**Exercise requirements**
The lines below must be transcribed exactly as given, with the images removed.

*** Begin section ***

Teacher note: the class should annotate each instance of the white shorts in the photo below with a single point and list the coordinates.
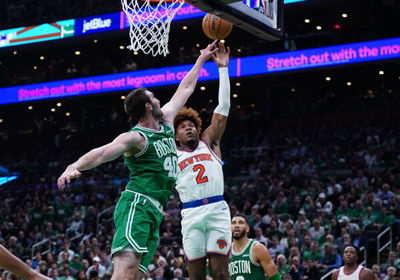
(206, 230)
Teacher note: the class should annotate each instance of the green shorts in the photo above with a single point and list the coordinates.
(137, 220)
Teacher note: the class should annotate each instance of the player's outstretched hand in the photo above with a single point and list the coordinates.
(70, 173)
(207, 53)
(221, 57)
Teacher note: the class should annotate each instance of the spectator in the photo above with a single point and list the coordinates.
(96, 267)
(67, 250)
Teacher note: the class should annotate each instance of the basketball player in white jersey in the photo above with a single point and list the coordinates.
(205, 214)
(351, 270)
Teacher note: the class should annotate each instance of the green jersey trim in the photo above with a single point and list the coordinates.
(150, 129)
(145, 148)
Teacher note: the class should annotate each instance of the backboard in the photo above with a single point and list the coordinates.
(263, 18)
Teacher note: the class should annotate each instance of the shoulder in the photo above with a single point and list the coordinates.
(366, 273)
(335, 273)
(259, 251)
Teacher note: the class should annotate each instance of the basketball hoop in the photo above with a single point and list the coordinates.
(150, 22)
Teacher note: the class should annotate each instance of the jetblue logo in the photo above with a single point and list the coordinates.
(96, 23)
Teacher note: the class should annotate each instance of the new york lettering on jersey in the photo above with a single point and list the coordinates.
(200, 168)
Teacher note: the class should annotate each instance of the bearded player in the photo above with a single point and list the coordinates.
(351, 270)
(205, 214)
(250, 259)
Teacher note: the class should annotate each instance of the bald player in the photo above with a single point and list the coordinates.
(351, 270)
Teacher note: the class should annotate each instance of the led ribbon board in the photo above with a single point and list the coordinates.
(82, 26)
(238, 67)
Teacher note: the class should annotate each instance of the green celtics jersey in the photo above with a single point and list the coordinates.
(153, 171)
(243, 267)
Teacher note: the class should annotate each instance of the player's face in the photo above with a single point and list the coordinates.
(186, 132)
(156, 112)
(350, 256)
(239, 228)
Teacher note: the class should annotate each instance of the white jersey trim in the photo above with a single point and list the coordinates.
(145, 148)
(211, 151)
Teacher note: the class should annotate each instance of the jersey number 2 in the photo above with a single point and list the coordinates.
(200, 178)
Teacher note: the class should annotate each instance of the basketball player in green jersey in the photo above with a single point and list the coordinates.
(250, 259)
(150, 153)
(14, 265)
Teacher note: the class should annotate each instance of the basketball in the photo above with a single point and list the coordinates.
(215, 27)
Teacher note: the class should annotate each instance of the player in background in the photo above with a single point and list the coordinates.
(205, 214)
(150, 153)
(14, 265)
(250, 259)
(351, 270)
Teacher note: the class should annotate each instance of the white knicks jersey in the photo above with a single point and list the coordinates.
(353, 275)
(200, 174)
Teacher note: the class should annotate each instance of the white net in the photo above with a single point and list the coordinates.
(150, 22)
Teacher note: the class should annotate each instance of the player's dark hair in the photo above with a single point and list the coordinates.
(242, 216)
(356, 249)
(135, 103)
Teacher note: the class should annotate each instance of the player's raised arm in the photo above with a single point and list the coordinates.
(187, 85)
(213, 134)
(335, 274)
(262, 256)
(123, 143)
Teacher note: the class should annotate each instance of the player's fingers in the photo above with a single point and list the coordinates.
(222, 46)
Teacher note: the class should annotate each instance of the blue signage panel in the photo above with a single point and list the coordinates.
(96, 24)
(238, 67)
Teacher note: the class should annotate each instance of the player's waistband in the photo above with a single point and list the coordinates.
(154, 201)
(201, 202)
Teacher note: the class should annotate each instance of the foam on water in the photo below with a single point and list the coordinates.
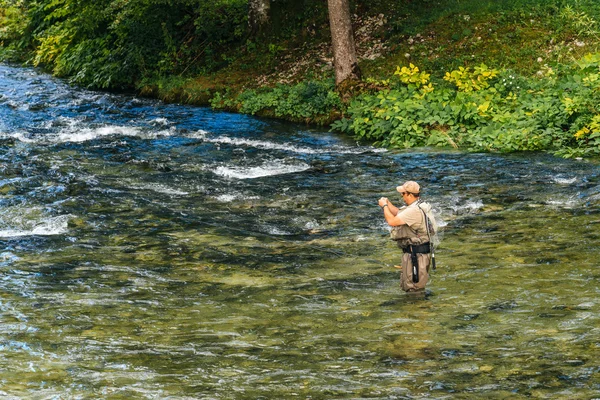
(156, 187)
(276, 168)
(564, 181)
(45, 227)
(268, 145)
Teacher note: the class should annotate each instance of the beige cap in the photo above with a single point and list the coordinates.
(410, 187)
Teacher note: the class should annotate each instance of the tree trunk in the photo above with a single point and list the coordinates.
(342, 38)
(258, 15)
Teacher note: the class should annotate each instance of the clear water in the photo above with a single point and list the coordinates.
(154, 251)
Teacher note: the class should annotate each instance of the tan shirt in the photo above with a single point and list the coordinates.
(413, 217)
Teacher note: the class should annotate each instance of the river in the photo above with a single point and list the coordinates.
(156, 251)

*** End section ***

**Answer to this exercise**
Teacher note: the class should annotate each instance of the white shorts in the photo below with a single point and list the coordinates.
(206, 230)
Teacher note: the class should annotate each instance of the green shorts in the photo above with a single point and list the coordinates.
(137, 220)
Teacher note: the class should annotate each instance of the player's outstretched hand in the photo above with a single point and list the coordinates.
(70, 173)
(207, 53)
(221, 57)
Teacher note: the class should annotate each instance of the spectator in the photo above with a single point and list the coordinates.
(96, 267)
(67, 250)
Teacher note: the class should annotate each instance of the basketball player in white jersey in the photo above with a single point and list the coordinates.
(205, 214)
(351, 270)
Teacher note: the class should annotate each instance of the green jersey trim in the photo above with a single point and list the coordinates.
(150, 129)
(145, 148)
Teacher note: the class should annotate each instance of the backboard in the photo above with a single point and list the coordinates.
(263, 18)
Teacher note: the class should annotate each instance of the shoulder in the photo above with a single point and list the coordinates.
(366, 273)
(335, 273)
(259, 251)
Teacher note: the class should annotate each instance of the basketball hoop in the photo above with a single point and list the coordinates.
(150, 22)
Teacher note: the class should annotate each instance of the jetblue logo in the photo above with a single point and list the coordinates.
(96, 23)
Teacher note: the class should annotate each instance of the new york lettering on jersey in the photo above with a single point and list the coordinates.
(200, 168)
Teacher note: the class should annotate each instance of the bearded player in the photo above with a single point and list the coordinates.
(351, 270)
(205, 214)
(250, 259)
Teacher note: the class should annotate each instance of the bald player in the photo above with a single point and list the coordinates.
(351, 270)
Teacher note: the class should annotate each instance of the led ribbon board in the photo above with a single point and list the coordinates.
(82, 26)
(238, 67)
Teacher note: the class should annotate each instance of the green celtics jersey in the photo above with a single point and list the coordinates.
(153, 171)
(243, 267)
Teacher note: the class should annotate each instance of the player's face in the photo above with a single point and list the coordinates.
(186, 132)
(156, 112)
(350, 256)
(239, 228)
Teacher note: the class should annotate each instance of the white jersey trim in the photo above with a single point and list the coordinates.
(145, 148)
(211, 151)
Teacher note: the class should annotate each instance of the jersey number 2 in the photo above with a single point and list the coordinates.
(200, 178)
Teacher note: the class should annotate each instance of the basketball player in green jersey in the photo above with a single point and list the coordinates.
(250, 259)
(150, 153)
(14, 265)
Teacher note: the class should annotate each instance of the basketball in the photo above with a single point and list the coordinates.
(215, 27)
Teacher note: the class should annotate each instance of the player in background in the photo above with a single point and list the coordinates.
(205, 214)
(150, 153)
(14, 265)
(250, 259)
(351, 270)
Teacher note: the class should annotate each instance of the white knicks jersey in the photo above with a single point and list the coordinates.
(353, 275)
(200, 174)
Teacher note: the class should annotate each instance of the white net in the photo above with a single point and list the coordinates.
(150, 22)
Teacher note: the class should annotate each instance of the player's dark hair in the photo above with a single point and list the coordinates.
(242, 216)
(356, 249)
(135, 103)
Teacher note: the class should annotate each instance of the player's raised arm in the photo above with a single point and list the coordinates.
(187, 85)
(213, 134)
(335, 274)
(262, 256)
(123, 143)
Teacher note: the class should annotate each instance of the player's fingers in the photo above with a single point and list the coordinates.
(222, 46)
Teacher note: the class should annotate each instance of the blue signage panel in the photo above with a single point and list the coordinates.
(96, 24)
(238, 67)
Teacher note: the class should annotate each instance of the player's waistband in the photo above with a single point and list the coordinates.
(154, 201)
(201, 202)
Teacher note: the class should annotate each instance of the foam on water in the photo below with a single point and list the coordinates.
(156, 187)
(276, 168)
(564, 181)
(45, 227)
(268, 145)
Teacher note: the class should annotate each instance of the beige cap in the photo above with a single point and list the coordinates.
(410, 187)
Teacher note: the class should annotate each instance of the tree trunk in the photo above with a single point and list the coordinates.
(342, 38)
(258, 15)
Teacher note: the class should annotate each instance of the clear water in the photo above with a single point and list the coordinates.
(154, 251)
Teacher note: the class should annotate each instance of the tan shirt in the photo above with a single point and list the coordinates.
(413, 217)
Teacher note: the class should annotate each instance of the river in the photo above with a single point and list the coordinates.
(156, 251)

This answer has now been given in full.